Start LISTED RECORDS

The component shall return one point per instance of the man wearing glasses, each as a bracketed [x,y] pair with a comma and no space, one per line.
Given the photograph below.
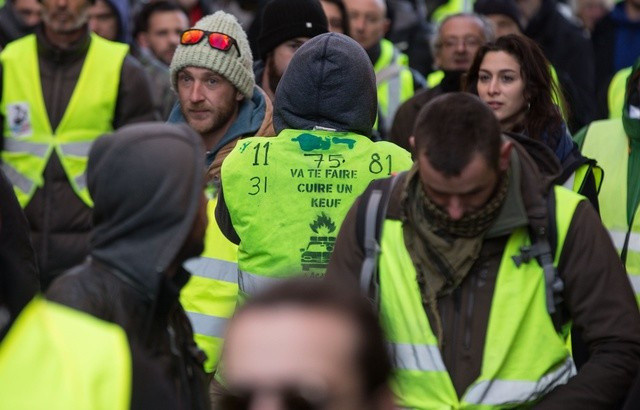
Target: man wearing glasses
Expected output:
[212,72]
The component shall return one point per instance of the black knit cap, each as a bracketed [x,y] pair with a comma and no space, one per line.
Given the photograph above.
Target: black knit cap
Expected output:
[505,7]
[283,20]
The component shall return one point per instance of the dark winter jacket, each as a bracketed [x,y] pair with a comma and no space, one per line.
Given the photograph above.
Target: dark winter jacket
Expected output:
[59,220]
[144,214]
[597,294]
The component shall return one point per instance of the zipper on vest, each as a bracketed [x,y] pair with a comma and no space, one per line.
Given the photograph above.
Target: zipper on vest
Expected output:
[470,304]
[457,299]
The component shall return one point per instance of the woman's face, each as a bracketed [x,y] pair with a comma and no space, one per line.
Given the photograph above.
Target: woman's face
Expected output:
[501,86]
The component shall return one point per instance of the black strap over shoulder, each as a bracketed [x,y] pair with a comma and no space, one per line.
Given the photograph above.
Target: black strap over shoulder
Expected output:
[370,216]
[544,243]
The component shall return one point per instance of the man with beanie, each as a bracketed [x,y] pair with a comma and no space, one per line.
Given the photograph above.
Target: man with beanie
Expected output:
[395,81]
[283,199]
[286,25]
[61,88]
[218,98]
[149,217]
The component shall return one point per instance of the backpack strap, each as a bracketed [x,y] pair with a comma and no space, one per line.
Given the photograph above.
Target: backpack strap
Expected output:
[371,213]
[544,243]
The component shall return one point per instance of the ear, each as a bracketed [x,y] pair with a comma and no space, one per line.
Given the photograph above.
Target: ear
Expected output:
[142,40]
[505,155]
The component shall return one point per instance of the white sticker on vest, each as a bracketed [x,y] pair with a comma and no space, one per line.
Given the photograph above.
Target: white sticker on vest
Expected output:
[19,119]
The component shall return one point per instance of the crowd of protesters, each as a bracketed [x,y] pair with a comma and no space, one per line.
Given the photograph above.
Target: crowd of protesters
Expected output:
[319,204]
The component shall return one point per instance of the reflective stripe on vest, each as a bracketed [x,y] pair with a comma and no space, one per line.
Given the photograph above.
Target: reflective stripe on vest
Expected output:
[54,357]
[251,284]
[607,142]
[424,358]
[319,173]
[394,81]
[616,92]
[28,136]
[211,295]
[509,376]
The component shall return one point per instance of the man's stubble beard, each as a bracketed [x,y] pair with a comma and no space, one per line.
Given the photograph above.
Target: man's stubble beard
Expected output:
[219,119]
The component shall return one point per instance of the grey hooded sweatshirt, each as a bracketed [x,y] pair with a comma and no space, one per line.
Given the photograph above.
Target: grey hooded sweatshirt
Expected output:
[314,91]
[146,181]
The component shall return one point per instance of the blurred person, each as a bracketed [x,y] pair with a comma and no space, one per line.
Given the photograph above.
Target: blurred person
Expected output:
[513,78]
[148,219]
[482,262]
[157,30]
[504,14]
[159,25]
[110,19]
[61,89]
[568,49]
[614,144]
[616,92]
[220,101]
[589,12]
[395,81]
[93,363]
[306,344]
[616,41]
[196,9]
[322,157]
[457,39]
[17,19]
[336,16]
[286,25]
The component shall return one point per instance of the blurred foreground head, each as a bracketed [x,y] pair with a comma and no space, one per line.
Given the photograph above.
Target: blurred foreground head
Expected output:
[306,344]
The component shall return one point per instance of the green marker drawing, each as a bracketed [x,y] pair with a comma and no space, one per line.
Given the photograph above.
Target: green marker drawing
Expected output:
[347,141]
[310,142]
[244,146]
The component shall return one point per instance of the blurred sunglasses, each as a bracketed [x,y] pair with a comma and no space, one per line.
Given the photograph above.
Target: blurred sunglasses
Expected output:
[219,41]
[290,397]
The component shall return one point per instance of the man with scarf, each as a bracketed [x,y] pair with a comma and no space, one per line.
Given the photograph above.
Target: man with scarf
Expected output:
[475,300]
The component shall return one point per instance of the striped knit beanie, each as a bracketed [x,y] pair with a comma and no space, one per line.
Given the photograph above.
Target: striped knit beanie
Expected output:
[238,70]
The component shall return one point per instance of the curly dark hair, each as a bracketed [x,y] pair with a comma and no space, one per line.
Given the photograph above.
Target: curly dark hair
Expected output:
[540,87]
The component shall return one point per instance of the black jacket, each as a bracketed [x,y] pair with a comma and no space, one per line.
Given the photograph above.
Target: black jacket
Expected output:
[147,182]
[60,222]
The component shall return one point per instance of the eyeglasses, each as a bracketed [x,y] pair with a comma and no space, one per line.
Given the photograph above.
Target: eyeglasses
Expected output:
[469,42]
[290,398]
[219,41]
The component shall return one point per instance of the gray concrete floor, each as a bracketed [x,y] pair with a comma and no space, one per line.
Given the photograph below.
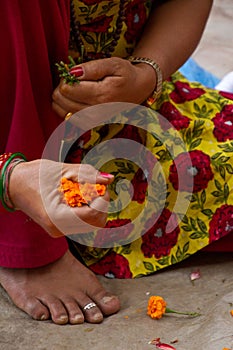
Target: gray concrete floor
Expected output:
[131,328]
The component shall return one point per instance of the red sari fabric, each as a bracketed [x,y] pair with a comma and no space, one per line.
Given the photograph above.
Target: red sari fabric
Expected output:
[34,36]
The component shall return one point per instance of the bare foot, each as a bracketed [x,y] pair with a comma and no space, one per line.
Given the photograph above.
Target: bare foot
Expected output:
[59,291]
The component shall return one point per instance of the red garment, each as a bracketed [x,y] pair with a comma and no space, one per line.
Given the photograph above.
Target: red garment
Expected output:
[34,36]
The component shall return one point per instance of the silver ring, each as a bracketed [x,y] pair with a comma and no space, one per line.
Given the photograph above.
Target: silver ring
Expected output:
[89,306]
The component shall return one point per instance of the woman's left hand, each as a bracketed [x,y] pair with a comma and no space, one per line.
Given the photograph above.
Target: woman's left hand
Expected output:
[102,81]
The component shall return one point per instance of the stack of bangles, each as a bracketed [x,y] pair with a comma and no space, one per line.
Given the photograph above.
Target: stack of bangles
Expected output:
[8,161]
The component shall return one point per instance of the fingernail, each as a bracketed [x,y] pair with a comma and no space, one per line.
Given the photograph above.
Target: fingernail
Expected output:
[109,176]
[77,71]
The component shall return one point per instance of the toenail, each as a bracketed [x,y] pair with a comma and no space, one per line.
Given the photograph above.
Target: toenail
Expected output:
[63,318]
[106,300]
[77,318]
[98,316]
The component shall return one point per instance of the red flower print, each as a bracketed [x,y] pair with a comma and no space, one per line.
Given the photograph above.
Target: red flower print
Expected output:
[221,223]
[223,124]
[161,237]
[183,92]
[140,185]
[112,265]
[173,116]
[108,237]
[193,169]
[97,25]
[228,95]
[135,19]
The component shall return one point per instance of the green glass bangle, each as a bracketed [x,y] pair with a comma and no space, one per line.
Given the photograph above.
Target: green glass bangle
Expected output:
[2,177]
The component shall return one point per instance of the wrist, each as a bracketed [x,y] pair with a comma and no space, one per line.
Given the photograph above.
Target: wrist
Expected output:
[8,161]
[158,74]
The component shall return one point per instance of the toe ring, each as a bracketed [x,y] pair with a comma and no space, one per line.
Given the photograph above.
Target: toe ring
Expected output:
[89,306]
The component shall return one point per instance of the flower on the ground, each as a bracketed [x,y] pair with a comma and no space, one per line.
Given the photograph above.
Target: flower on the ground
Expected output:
[157,307]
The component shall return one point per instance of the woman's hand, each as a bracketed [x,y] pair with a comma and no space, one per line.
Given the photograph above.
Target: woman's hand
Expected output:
[105,80]
[34,190]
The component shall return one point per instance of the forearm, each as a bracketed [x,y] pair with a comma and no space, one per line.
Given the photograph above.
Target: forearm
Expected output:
[173,32]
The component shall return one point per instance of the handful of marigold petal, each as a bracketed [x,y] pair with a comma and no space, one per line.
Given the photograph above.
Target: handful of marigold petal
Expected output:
[77,194]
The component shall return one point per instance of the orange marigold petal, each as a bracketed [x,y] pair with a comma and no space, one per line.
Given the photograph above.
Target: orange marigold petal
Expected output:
[77,194]
[156,307]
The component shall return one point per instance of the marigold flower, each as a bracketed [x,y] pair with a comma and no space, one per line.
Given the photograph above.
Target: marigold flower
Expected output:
[77,194]
[157,307]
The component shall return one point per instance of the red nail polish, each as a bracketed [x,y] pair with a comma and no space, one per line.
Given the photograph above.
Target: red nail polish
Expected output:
[109,176]
[77,71]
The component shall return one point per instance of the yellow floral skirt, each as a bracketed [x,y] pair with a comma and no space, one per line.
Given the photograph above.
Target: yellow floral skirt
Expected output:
[172,193]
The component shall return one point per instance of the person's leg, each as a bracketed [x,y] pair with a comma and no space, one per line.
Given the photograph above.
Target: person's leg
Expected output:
[56,285]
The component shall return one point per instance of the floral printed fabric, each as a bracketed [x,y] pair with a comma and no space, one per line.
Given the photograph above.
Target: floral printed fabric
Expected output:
[200,173]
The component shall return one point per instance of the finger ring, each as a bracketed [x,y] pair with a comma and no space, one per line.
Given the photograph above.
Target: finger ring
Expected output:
[68,115]
[89,306]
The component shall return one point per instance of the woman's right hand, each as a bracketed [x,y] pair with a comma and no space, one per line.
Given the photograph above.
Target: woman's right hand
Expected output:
[34,190]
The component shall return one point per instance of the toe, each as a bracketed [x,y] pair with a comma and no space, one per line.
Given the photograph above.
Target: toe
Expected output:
[108,303]
[75,314]
[91,311]
[34,308]
[57,310]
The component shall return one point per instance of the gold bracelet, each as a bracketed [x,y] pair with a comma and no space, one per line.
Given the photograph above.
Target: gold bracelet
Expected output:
[159,76]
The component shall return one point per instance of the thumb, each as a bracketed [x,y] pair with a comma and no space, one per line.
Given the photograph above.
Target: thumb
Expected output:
[97,69]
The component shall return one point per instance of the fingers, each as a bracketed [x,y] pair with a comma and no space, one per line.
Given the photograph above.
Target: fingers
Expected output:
[101,82]
[62,104]
[86,173]
[98,69]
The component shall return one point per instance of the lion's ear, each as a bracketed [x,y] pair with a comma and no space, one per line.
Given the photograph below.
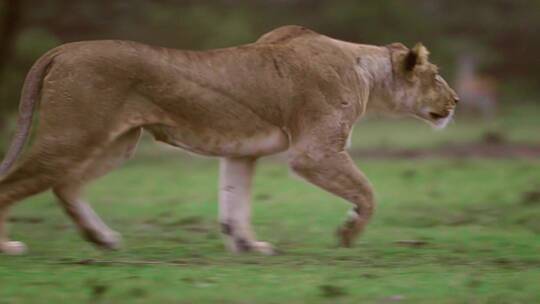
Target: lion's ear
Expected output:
[418,55]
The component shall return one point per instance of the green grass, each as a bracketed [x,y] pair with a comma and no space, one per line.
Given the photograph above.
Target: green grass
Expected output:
[479,239]
[476,223]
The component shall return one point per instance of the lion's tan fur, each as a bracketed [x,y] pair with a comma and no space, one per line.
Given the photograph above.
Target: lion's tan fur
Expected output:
[293,90]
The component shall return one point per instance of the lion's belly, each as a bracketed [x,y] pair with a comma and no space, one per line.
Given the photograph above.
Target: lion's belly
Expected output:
[223,142]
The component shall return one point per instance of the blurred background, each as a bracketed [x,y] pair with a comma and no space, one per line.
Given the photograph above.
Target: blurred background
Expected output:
[458,217]
[487,49]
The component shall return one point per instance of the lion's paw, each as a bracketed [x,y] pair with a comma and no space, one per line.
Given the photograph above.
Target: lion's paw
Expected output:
[264,248]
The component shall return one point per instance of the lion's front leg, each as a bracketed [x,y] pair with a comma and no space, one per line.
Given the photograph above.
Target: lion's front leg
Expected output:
[235,207]
[336,173]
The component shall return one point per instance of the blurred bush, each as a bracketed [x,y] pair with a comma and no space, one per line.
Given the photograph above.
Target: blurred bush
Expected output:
[501,34]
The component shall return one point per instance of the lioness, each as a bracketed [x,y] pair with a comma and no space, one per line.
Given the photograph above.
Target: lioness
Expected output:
[292,90]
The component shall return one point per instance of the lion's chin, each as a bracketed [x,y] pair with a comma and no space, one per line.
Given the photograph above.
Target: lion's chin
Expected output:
[441,123]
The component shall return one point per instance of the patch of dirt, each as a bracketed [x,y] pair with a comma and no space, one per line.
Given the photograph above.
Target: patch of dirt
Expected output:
[490,147]
[26,220]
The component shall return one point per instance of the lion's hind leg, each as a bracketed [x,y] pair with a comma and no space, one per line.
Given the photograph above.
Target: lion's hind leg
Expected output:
[22,182]
[69,192]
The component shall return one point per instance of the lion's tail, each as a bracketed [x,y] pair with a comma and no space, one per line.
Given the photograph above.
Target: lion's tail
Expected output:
[29,97]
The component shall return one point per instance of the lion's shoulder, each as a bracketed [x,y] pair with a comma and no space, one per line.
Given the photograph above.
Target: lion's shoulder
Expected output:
[286,33]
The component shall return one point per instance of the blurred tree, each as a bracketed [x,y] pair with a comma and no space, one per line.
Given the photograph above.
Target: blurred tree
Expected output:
[8,33]
[502,34]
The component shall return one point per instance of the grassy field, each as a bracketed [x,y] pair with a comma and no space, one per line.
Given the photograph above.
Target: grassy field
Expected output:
[446,230]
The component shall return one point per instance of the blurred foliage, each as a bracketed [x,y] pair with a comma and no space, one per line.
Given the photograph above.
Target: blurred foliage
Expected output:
[501,34]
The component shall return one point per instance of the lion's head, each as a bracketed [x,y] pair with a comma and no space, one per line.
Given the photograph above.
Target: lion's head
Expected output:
[421,91]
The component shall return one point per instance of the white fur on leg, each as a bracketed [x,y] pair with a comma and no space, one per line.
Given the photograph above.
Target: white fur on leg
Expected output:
[13,248]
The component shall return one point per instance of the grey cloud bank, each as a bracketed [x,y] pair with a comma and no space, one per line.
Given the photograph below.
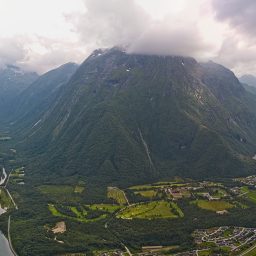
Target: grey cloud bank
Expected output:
[126,23]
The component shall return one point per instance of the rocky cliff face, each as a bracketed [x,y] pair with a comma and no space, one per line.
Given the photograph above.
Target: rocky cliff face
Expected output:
[124,119]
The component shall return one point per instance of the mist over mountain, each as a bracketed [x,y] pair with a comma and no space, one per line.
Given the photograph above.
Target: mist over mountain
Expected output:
[35,100]
[249,80]
[126,118]
[13,81]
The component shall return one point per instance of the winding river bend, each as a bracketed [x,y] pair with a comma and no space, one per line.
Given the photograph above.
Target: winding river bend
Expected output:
[4,244]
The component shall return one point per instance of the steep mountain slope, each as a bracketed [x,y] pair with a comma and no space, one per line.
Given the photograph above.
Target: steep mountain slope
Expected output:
[13,81]
[37,98]
[125,119]
[248,79]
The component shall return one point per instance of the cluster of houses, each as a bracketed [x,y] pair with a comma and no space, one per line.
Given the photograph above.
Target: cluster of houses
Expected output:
[179,192]
[237,236]
[250,180]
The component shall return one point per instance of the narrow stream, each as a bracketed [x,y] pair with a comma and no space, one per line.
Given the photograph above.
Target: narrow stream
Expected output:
[3,176]
[4,244]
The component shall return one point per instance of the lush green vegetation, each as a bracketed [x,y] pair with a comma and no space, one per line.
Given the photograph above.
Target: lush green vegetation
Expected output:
[251,194]
[213,205]
[105,207]
[151,210]
[147,193]
[117,194]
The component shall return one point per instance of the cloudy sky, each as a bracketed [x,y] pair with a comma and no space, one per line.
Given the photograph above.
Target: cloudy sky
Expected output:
[42,34]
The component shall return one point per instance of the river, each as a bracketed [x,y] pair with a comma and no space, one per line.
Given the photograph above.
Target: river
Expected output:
[4,246]
[3,176]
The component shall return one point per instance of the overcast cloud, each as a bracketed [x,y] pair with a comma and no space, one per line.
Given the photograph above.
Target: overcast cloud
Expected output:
[40,35]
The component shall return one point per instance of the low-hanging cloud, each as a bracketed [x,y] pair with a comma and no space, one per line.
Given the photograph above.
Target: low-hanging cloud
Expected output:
[240,14]
[12,51]
[125,23]
[222,30]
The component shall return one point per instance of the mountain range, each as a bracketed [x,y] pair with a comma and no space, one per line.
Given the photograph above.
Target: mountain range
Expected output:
[125,119]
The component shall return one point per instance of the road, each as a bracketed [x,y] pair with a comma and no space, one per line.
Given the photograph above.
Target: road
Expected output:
[248,250]
[9,236]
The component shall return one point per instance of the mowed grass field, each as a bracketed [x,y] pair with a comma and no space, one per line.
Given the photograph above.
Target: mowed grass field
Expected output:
[151,210]
[78,215]
[105,207]
[146,193]
[61,193]
[251,194]
[213,205]
[117,194]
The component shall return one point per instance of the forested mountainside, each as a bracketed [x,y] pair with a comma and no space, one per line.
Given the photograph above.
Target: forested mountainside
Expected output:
[13,81]
[35,100]
[125,118]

End LISTED RECORDS

=== YOUR TASK ===
Repeat the lines from the one containing "of the low-hanging" through the end of the listing, exactly and without any other lines; both ends are included.

=== EXPECTED OUTPUT ===
The component shall return one point per instance of the low-hanging cloud, each as a bracketed [x,y] pair with a comma and no space, one per line.
Given the photograph above.
Target: low-hanging cloud
Expected output:
[240,14]
[12,51]
[125,23]
[222,30]
The component shall return one point per instance of the mountain range, each as a bracketed [x,y] pair with a comma and no space, one per line.
Given the photograph above.
Target: mountain range
Expected output:
[125,119]
The component shall return one point per instance of the road, each as a bracketed [x,y] pair with a comma and no space, one per line.
Given the photograph above.
Target: road
Expected output:
[248,250]
[9,236]
The component shall return one point per instance of the mowed grass field, each as a bracketed [x,y] pair with a comma and no space, one per line.
Given the photograph above.
Target: mowed grass field
Expected output:
[151,210]
[78,215]
[105,207]
[146,193]
[61,193]
[251,194]
[213,205]
[117,194]
The component shall return one point per instance of the forested mountainside, each as a bracketed [x,y] pair with a comma and no space, one per line.
Given the photograph above.
Target: forested mountainside
Expected output:
[13,81]
[35,100]
[125,118]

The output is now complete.